*EXERCISE*:
Repeat every record exactly.

*DATA FOR THIS TASK*:

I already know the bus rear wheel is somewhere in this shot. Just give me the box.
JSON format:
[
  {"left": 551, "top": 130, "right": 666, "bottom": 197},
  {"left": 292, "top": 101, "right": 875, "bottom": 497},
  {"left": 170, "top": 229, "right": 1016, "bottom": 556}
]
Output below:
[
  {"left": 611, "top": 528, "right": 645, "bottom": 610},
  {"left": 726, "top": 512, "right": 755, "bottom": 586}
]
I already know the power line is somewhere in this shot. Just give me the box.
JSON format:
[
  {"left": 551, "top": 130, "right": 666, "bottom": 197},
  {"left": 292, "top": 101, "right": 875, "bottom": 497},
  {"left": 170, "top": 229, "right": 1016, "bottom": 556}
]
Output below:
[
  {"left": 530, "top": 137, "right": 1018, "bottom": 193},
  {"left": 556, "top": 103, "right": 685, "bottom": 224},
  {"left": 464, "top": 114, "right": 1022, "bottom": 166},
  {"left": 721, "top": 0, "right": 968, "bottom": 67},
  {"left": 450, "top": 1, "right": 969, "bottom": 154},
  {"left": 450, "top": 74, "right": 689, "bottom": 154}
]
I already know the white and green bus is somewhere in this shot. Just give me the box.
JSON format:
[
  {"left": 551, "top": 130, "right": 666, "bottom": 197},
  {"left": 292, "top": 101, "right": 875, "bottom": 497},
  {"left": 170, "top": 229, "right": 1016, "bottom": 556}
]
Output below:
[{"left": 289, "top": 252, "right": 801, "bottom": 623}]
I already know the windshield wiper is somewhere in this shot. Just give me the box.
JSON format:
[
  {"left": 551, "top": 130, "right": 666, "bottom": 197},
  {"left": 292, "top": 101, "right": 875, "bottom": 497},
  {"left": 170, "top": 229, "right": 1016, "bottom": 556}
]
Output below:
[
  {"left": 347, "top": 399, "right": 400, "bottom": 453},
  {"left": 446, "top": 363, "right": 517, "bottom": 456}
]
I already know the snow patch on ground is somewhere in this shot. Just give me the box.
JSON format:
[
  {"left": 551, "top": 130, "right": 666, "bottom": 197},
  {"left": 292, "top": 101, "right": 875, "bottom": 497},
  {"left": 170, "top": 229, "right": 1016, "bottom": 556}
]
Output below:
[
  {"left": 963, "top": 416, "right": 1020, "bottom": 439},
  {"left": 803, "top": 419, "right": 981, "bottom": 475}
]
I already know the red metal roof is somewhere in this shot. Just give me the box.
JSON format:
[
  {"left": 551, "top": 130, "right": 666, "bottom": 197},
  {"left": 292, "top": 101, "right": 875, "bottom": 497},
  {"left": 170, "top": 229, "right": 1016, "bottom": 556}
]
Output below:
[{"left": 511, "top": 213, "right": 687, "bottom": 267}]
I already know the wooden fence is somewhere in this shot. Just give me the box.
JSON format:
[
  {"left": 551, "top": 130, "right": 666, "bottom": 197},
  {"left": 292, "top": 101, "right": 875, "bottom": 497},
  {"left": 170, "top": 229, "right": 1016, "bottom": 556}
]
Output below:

*WRITTEN ANSWER*:
I already know the bus rear wheel is somewhere in this shot. Just give me the box.
JSON format:
[
  {"left": 551, "top": 130, "right": 666, "bottom": 197},
  {"left": 292, "top": 101, "right": 875, "bottom": 497},
  {"left": 170, "top": 229, "right": 1016, "bottom": 556}
]
Output below:
[
  {"left": 611, "top": 528, "right": 645, "bottom": 610},
  {"left": 726, "top": 512, "right": 755, "bottom": 586}
]
I already know the power line is somewhere in this shot. Just give me the box.
JSON format:
[
  {"left": 551, "top": 130, "right": 666, "bottom": 197},
  {"left": 292, "top": 101, "right": 875, "bottom": 497},
  {"left": 170, "top": 229, "right": 1016, "bottom": 556}
]
Output below:
[
  {"left": 530, "top": 137, "right": 1018, "bottom": 193},
  {"left": 556, "top": 103, "right": 685, "bottom": 224},
  {"left": 464, "top": 114, "right": 1022, "bottom": 166},
  {"left": 721, "top": 0, "right": 968, "bottom": 67},
  {"left": 450, "top": 1, "right": 969, "bottom": 154},
  {"left": 450, "top": 74, "right": 689, "bottom": 154}
]
I already know the white and green bus is somewhere in this shot. Just give me the box.
JSON format:
[
  {"left": 551, "top": 130, "right": 666, "bottom": 197},
  {"left": 292, "top": 101, "right": 875, "bottom": 497},
  {"left": 170, "top": 229, "right": 1016, "bottom": 556}
]
Output below:
[{"left": 289, "top": 252, "right": 801, "bottom": 623}]
I already know the windshield wiper is somewhere in this shot. Just give me the box.
JSON format:
[
  {"left": 551, "top": 130, "right": 666, "bottom": 197},
  {"left": 292, "top": 101, "right": 875, "bottom": 497},
  {"left": 170, "top": 229, "right": 1016, "bottom": 556}
]
Output below:
[
  {"left": 347, "top": 399, "right": 400, "bottom": 453},
  {"left": 446, "top": 363, "right": 517, "bottom": 456}
]
I already know the snow patch on ground is somewhere in this shot. Just give me the box.
JSON format:
[
  {"left": 551, "top": 130, "right": 666, "bottom": 197},
  {"left": 292, "top": 101, "right": 875, "bottom": 497},
  {"left": 170, "top": 229, "right": 1016, "bottom": 556}
]
Output below:
[
  {"left": 963, "top": 416, "right": 1020, "bottom": 439},
  {"left": 803, "top": 419, "right": 981, "bottom": 475}
]
I already know the red metal roof is somewhere in this shot. Just give me the box.
JSON format:
[
  {"left": 551, "top": 130, "right": 666, "bottom": 197},
  {"left": 292, "top": 101, "right": 875, "bottom": 497},
  {"left": 170, "top": 229, "right": 1016, "bottom": 556}
]
Output below:
[{"left": 511, "top": 213, "right": 687, "bottom": 267}]
I already know the wooden fence is somewhere in this shot. Just give me the box.
JSON format:
[
  {"left": 551, "top": 130, "right": 666, "bottom": 197},
  {"left": 292, "top": 101, "right": 875, "bottom": 497},
  {"left": 170, "top": 229, "right": 1016, "bottom": 556}
]
Output below:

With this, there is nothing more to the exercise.